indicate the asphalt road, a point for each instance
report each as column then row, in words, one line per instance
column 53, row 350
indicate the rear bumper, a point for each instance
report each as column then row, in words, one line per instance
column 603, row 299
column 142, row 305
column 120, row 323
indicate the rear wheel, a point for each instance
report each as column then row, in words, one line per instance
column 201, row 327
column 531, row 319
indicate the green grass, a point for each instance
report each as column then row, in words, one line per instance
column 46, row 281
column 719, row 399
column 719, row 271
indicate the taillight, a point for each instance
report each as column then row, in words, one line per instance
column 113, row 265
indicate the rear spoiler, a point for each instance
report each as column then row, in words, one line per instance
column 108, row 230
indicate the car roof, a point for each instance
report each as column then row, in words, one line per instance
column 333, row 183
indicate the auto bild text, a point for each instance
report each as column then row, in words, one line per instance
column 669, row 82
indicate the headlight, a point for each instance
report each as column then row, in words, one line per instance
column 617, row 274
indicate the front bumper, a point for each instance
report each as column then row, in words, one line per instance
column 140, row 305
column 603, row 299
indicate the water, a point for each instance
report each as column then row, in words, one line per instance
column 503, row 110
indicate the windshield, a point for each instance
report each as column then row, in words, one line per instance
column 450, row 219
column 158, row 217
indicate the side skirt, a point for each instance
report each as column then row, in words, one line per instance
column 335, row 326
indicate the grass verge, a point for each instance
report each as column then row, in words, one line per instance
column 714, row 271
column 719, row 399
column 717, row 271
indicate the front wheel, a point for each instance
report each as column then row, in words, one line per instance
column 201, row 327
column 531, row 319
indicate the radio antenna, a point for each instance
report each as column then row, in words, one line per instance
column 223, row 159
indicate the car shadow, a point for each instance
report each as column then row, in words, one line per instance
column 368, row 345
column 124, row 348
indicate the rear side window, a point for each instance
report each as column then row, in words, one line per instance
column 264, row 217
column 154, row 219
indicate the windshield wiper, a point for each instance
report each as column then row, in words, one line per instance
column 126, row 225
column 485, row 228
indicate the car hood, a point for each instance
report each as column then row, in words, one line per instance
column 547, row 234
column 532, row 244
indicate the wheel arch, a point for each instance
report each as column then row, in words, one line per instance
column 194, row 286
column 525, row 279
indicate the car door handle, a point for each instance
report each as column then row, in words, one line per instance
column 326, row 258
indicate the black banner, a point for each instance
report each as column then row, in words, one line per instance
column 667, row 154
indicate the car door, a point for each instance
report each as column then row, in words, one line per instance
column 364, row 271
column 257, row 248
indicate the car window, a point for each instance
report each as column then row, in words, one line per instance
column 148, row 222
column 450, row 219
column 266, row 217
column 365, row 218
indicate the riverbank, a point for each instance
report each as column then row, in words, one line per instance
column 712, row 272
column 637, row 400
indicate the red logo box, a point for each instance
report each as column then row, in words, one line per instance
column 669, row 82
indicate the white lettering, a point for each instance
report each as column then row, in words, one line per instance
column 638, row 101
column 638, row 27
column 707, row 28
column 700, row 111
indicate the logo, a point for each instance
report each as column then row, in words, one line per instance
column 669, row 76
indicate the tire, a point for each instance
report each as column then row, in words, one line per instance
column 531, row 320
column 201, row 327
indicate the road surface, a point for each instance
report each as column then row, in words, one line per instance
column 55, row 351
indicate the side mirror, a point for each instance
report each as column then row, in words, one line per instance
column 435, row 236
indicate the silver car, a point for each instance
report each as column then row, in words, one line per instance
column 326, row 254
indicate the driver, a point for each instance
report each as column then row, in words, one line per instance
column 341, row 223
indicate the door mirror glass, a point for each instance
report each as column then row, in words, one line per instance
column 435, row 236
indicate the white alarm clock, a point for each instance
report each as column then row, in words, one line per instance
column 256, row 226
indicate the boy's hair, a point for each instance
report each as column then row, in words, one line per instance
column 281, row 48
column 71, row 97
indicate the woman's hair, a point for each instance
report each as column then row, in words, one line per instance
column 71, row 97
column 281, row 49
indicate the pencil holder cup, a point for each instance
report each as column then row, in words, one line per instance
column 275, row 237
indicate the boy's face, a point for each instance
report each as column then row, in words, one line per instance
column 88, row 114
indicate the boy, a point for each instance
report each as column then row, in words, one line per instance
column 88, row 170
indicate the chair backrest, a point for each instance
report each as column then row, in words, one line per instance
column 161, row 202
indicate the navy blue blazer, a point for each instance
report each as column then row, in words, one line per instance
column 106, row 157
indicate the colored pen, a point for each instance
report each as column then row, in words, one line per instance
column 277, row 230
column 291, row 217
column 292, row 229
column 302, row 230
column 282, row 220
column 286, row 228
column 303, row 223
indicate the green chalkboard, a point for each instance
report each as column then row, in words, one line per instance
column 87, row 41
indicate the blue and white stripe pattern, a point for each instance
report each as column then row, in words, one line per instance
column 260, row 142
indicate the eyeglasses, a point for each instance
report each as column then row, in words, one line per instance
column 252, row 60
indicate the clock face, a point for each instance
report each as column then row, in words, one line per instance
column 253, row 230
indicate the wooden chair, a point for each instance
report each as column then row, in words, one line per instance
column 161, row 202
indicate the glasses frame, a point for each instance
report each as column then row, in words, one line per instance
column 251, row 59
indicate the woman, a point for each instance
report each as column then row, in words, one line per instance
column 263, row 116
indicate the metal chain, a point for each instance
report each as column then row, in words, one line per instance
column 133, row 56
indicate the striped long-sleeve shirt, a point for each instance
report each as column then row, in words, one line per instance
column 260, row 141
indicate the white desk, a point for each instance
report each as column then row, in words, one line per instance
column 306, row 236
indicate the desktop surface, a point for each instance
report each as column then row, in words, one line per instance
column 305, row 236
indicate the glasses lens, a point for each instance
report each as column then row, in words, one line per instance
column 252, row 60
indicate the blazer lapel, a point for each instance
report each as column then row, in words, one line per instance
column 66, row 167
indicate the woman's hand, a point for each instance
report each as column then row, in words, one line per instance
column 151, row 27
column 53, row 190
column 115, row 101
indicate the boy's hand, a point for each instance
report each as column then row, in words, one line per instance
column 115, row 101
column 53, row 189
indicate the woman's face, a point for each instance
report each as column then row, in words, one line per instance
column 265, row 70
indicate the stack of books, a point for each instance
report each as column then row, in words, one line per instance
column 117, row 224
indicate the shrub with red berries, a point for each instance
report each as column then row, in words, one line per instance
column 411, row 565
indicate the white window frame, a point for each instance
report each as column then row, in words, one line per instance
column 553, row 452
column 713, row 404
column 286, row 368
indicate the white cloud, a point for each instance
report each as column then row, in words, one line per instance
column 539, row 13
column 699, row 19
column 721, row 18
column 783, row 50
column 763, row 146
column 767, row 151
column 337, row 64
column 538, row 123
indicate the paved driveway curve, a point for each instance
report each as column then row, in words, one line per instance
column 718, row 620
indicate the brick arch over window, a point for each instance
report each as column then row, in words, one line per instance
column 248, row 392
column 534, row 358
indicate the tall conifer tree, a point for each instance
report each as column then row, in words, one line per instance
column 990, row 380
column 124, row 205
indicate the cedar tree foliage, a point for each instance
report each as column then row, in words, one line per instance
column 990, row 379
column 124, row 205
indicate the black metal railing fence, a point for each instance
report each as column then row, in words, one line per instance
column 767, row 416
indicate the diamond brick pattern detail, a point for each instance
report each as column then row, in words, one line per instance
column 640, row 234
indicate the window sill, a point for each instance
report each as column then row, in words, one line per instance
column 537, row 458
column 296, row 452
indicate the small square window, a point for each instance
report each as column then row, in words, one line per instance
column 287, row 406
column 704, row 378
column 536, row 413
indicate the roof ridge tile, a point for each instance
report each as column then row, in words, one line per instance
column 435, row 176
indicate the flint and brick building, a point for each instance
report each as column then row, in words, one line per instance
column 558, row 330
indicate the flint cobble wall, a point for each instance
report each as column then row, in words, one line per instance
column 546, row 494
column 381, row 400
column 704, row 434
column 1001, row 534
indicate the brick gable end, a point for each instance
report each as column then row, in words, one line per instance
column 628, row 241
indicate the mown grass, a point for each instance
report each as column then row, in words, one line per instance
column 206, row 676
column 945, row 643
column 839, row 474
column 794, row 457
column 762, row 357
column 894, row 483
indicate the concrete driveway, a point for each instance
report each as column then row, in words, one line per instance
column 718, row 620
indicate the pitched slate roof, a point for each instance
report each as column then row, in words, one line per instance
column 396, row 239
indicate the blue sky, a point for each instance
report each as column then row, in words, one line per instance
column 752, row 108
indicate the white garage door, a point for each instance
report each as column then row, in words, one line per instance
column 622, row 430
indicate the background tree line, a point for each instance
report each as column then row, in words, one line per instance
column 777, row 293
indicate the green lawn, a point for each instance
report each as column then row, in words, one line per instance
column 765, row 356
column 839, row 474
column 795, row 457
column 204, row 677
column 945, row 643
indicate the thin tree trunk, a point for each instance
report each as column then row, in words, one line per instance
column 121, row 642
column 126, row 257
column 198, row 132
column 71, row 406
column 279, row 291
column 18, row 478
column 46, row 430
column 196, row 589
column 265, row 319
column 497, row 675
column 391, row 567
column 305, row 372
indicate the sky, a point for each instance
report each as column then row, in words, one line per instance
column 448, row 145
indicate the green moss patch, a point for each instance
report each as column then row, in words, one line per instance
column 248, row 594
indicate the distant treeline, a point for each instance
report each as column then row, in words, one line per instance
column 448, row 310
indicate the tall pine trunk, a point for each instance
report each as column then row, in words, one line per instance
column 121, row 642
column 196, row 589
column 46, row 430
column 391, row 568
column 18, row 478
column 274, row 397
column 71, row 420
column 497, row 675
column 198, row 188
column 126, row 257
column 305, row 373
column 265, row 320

## About this exercise
Print, from the entries above, the line with "indicate the concrete", the line with "indicate the thin" and all lines between them, exactly and with nothing else.

## Expected answer
indicate the concrete driveway, a point for each instance
report each as column then row, in words, one line per instance
column 718, row 620
indicate the pitched slate roof, a point for each instance
report each as column then row, in words, one line per instance
column 396, row 239
indicate the blue sky, a point for each instance
report each as column then row, in words, one line per instance
column 752, row 108
indicate the white garage door, a point for each instance
report each as column then row, in words, one line per instance
column 622, row 430
indicate the background tree line, a point for each instance
report each as column then row, in words, one line per instance
column 777, row 293
indicate the green lawn, a point for each instance
report each as column then row, in words, one line per instance
column 765, row 356
column 839, row 474
column 795, row 457
column 204, row 677
column 945, row 643
indicate the thin tree trunk, a point for each instance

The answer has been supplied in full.